◆ **To do**
Find each line below that contains the word "rack" and copy those lines.

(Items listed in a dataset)
==================================================
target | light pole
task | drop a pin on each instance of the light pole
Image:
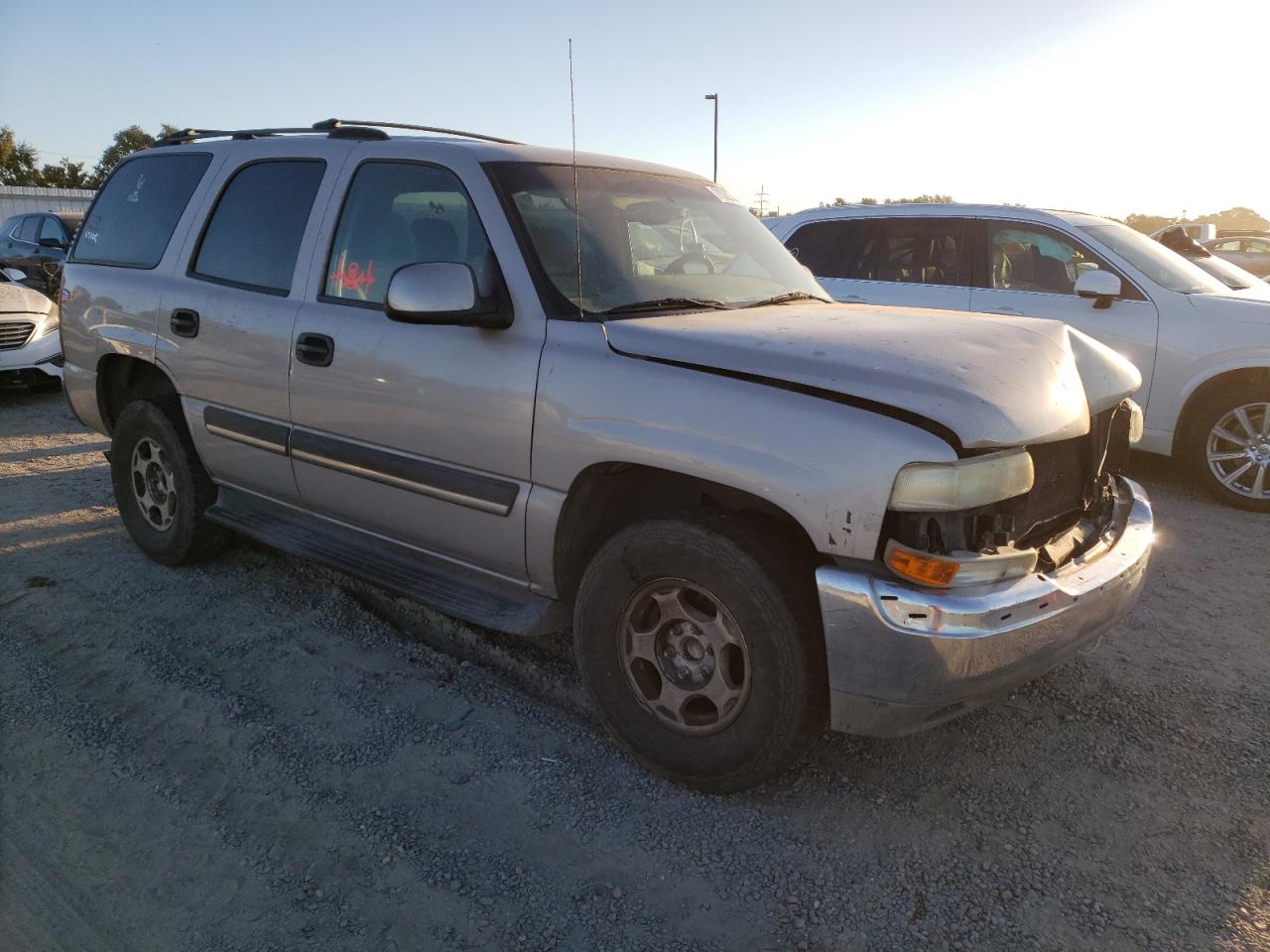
(715, 98)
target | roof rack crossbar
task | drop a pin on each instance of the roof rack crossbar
(338, 123)
(185, 136)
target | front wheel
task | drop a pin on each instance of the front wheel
(1228, 445)
(699, 647)
(160, 485)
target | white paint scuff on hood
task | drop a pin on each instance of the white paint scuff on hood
(17, 298)
(993, 381)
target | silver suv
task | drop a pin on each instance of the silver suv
(540, 394)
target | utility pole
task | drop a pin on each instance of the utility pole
(762, 199)
(715, 98)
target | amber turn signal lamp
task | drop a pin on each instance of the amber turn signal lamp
(922, 569)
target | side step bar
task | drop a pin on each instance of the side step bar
(407, 571)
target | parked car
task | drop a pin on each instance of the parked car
(1199, 231)
(1252, 254)
(36, 244)
(30, 345)
(1229, 275)
(758, 511)
(1203, 349)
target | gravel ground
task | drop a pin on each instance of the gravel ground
(262, 754)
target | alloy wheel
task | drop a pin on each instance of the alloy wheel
(154, 484)
(1238, 451)
(685, 656)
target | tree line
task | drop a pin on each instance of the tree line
(21, 166)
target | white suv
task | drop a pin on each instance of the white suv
(31, 350)
(1203, 349)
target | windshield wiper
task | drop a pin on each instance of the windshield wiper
(788, 298)
(666, 303)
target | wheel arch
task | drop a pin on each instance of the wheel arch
(607, 497)
(122, 379)
(1202, 390)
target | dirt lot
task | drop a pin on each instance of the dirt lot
(261, 754)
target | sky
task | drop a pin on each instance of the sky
(1100, 105)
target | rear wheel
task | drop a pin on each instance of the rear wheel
(1228, 445)
(160, 485)
(699, 647)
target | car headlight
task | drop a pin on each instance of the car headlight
(964, 484)
(53, 320)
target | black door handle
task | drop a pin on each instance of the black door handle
(317, 349)
(183, 322)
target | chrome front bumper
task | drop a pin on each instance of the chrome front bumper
(902, 657)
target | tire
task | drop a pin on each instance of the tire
(756, 585)
(163, 509)
(1239, 447)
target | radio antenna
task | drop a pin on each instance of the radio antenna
(576, 202)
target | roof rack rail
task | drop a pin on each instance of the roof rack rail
(345, 131)
(345, 123)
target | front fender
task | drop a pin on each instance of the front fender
(828, 466)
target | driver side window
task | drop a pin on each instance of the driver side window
(1034, 259)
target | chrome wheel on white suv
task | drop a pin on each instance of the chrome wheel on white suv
(1227, 444)
(1238, 451)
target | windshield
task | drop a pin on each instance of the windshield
(1164, 267)
(648, 241)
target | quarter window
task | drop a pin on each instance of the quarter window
(399, 213)
(137, 208)
(53, 229)
(254, 232)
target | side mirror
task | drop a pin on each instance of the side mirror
(441, 293)
(1103, 287)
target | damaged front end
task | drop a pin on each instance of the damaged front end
(994, 517)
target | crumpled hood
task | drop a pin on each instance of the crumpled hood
(17, 298)
(994, 381)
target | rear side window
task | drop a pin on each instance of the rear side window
(53, 229)
(400, 213)
(837, 249)
(921, 250)
(253, 236)
(136, 211)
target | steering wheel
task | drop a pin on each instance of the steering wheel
(677, 266)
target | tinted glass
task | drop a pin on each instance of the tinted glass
(139, 207)
(253, 236)
(51, 227)
(1024, 258)
(837, 249)
(920, 250)
(400, 213)
(1153, 259)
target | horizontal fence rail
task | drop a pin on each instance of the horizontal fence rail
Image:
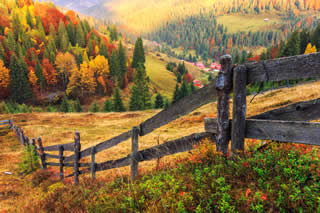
(302, 111)
(288, 68)
(287, 124)
(169, 148)
(283, 131)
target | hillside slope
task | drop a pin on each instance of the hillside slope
(58, 128)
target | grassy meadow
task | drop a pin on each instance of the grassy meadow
(58, 128)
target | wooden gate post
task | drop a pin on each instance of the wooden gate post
(134, 151)
(77, 148)
(61, 149)
(239, 108)
(10, 124)
(42, 155)
(224, 87)
(93, 163)
(22, 139)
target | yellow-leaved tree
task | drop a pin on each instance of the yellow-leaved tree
(65, 63)
(4, 79)
(87, 81)
(310, 49)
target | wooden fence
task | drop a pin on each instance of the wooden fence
(287, 124)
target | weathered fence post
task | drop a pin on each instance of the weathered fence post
(77, 148)
(134, 151)
(224, 87)
(61, 149)
(21, 135)
(239, 108)
(42, 155)
(93, 163)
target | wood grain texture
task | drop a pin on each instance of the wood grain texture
(224, 88)
(134, 150)
(42, 154)
(288, 68)
(283, 131)
(102, 146)
(67, 147)
(180, 145)
(302, 111)
(180, 108)
(239, 108)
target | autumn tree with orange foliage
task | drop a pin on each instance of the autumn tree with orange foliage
(49, 73)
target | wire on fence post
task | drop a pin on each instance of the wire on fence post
(61, 149)
(77, 148)
(42, 154)
(93, 164)
(134, 152)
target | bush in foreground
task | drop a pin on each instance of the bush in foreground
(280, 178)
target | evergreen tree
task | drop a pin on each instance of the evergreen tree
(118, 105)
(107, 106)
(19, 85)
(64, 107)
(140, 95)
(95, 107)
(77, 106)
(159, 104)
(138, 54)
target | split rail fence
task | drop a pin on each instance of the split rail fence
(287, 124)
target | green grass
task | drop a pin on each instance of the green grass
(161, 79)
(245, 23)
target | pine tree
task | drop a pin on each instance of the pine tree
(107, 106)
(19, 85)
(159, 104)
(77, 106)
(140, 95)
(64, 107)
(118, 105)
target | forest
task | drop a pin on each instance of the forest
(210, 39)
(44, 52)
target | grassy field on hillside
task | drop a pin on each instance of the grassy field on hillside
(59, 128)
(245, 23)
(162, 80)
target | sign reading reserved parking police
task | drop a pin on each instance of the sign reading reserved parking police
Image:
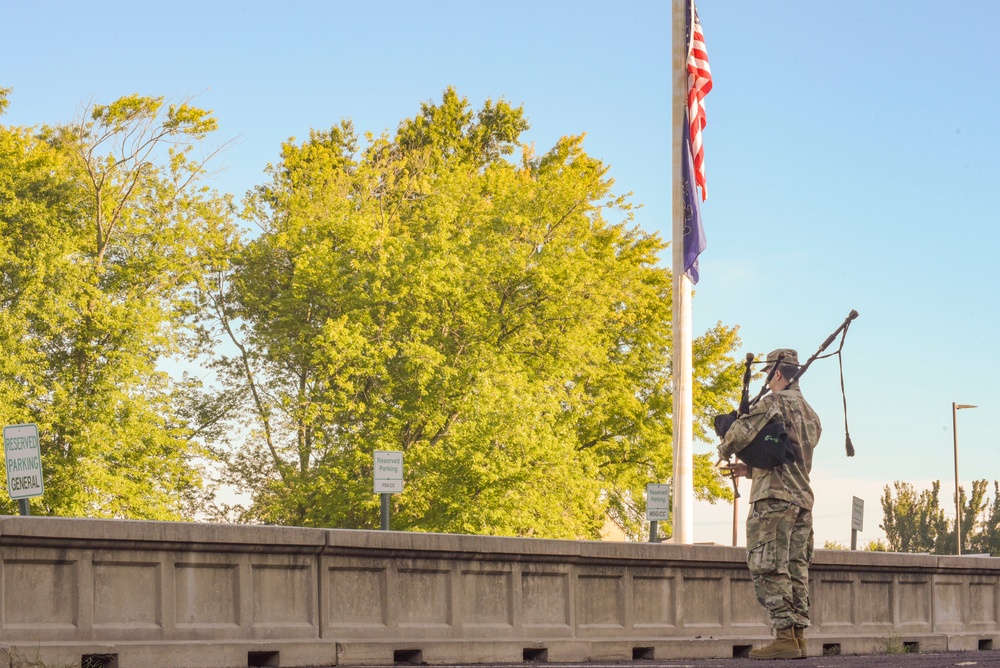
==================================================
◆ **Result**
target | roof rack crossbar
task | drop a pin on each instance of the roof rack crossbar
target | roof rack rail
task | drop a pin on each instance of the roof rack rail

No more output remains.